● **EXERCISE INSTRUCTIONS**: Copy only those lines which run from the line containing "the dark purple" to the end of the entries below, both inclusive, exactly as written and with no pictures.

·····

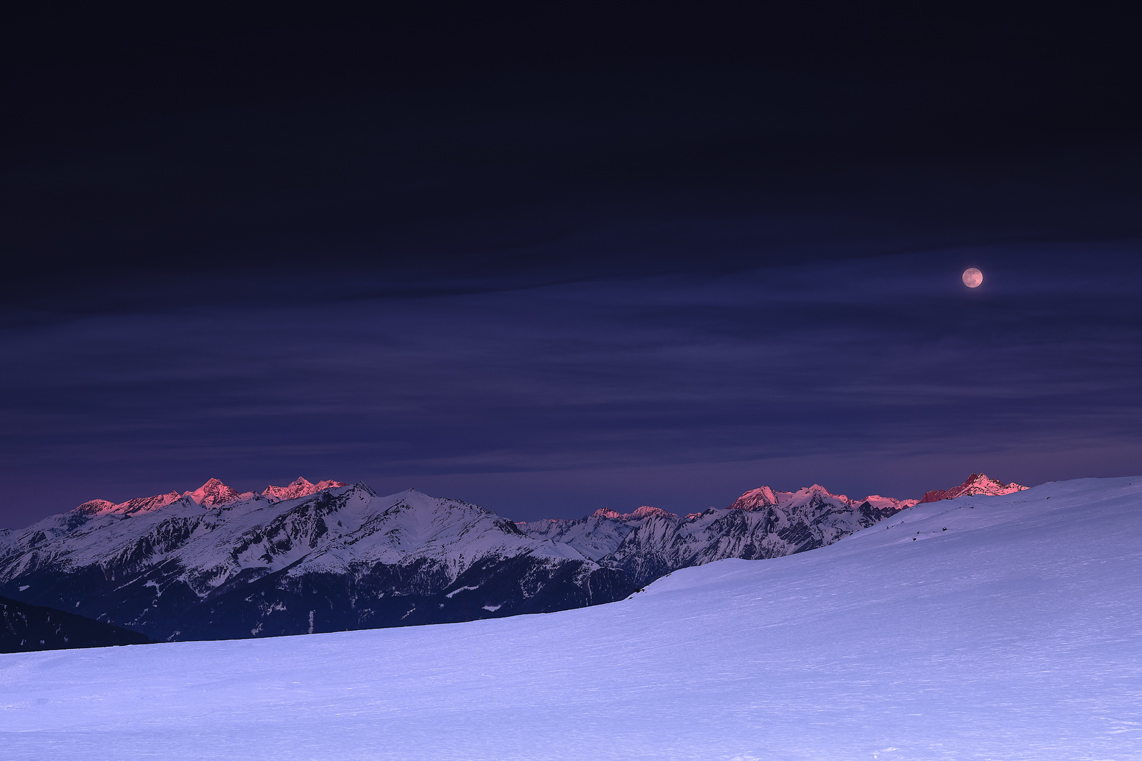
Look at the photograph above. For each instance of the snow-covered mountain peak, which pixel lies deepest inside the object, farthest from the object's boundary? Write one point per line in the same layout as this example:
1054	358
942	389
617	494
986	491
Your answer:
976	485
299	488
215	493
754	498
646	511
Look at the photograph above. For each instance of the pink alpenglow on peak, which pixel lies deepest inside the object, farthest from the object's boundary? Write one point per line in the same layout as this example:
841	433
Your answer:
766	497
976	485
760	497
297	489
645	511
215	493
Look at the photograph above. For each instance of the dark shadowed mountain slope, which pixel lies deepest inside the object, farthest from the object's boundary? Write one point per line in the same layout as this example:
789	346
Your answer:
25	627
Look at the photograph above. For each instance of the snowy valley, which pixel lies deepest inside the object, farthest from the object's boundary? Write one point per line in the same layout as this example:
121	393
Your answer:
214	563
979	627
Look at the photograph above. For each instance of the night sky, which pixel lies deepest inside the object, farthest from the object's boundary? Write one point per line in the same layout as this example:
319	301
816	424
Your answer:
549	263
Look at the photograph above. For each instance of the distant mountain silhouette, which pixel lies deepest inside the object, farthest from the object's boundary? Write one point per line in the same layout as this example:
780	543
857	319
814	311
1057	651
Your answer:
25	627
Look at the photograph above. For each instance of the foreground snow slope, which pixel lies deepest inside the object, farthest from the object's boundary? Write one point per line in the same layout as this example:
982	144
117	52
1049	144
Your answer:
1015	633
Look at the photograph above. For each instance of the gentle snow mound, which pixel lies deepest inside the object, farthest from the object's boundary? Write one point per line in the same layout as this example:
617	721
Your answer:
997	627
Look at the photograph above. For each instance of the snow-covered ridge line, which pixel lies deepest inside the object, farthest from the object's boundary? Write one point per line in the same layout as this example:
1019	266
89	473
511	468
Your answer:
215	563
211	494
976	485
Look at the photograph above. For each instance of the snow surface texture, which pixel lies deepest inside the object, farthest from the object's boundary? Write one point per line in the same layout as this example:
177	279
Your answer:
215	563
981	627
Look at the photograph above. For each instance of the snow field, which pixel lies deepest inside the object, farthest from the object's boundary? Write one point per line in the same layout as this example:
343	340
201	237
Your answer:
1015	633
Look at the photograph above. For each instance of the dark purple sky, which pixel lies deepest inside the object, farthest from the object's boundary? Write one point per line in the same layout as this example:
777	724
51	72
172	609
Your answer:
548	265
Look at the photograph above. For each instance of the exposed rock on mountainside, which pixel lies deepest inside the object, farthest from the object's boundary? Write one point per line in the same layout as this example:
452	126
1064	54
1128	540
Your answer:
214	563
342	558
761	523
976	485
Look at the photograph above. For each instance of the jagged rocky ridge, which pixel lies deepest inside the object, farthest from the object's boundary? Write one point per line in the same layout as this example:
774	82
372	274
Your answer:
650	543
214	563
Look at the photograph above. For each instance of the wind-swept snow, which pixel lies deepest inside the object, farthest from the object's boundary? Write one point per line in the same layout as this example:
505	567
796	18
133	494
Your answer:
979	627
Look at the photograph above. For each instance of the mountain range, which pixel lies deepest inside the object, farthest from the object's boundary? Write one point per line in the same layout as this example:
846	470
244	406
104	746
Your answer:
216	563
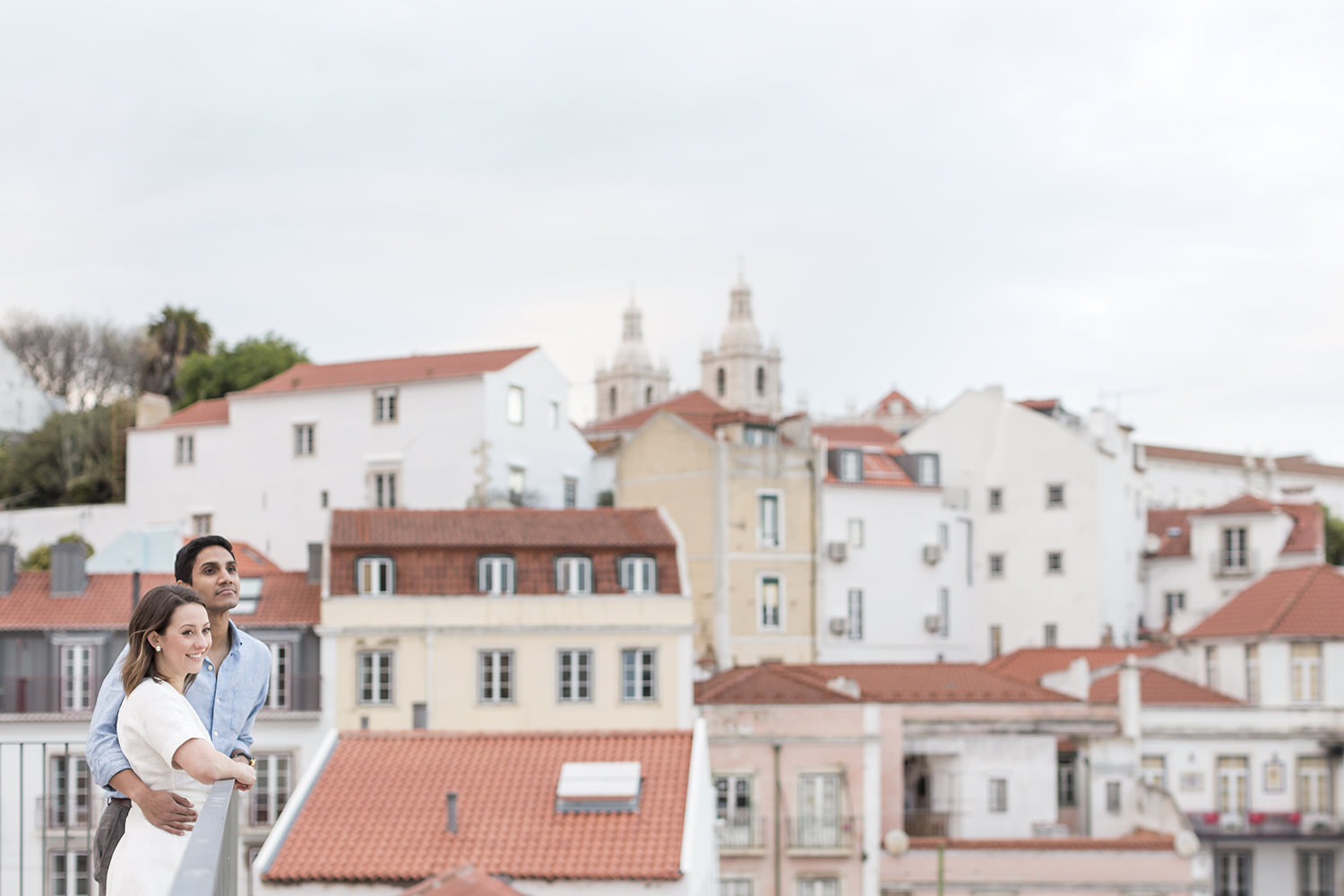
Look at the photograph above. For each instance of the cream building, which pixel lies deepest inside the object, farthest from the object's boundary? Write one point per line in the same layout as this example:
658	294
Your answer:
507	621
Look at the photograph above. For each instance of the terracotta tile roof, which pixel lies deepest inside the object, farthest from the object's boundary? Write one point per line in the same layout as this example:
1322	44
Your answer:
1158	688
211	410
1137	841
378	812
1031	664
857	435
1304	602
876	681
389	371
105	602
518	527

·····

● **RESULT OF THIS TASK**:
Look at the photograph above. For each instance of the dark purple sky, which pixel lies deepest inside the object, farthest from the object's boundary? Write one point per line in the same layout as this example:
777	724
51	72
172	609
Your answer:
548	265
Look at the photograph above. For each instance of the exposed rock on mountainside, which pixel lies deepest inside the object, farthest from the object's boundary? Write one point per line in the same layout as this example:
452	126
1064	54
1128	540
Your answer:
214	563
342	558
761	523
976	485
Look at the photograph above. For each instance of the jagged rocky ridge, which pixel lies deepest inside the object, farthest from the object's boundary? Write one point per line in the same layout as this example:
774	82
372	274
Your answer:
650	543
214	563
Look at the photograph above. For each instance of the wind-swept snow, which pixel lies deepest inside the object, farthest from the object's boundary? Write one point per line in the same layout as this example:
505	567
796	18
133	494
Your answer:
979	627
Look at the photograph above. For each instance of the mountain range, which pixel lies deepest inside the object, farthest from the object's boundary? Write one point per line in the same layout as this example:
846	470
244	406
104	746
Your answer:
216	563
Look at the photograph above. For each instance of the cream building, which pixel lies deepest inside the object, farthest from the object's boundary? Write one point per line in the same layout as this example:
658	294
Your answer:
507	621
Look at the photograph above. For each instance of the terracotta tile roof, which pixel lies deepest inside the object, farthest from the object's boundary? Write one point per line in the same layout as this example:
1322	44
Your answer:
1158	688
211	410
1137	841
378	812
1031	664
857	435
1304	602
876	681
389	371
105	602
518	527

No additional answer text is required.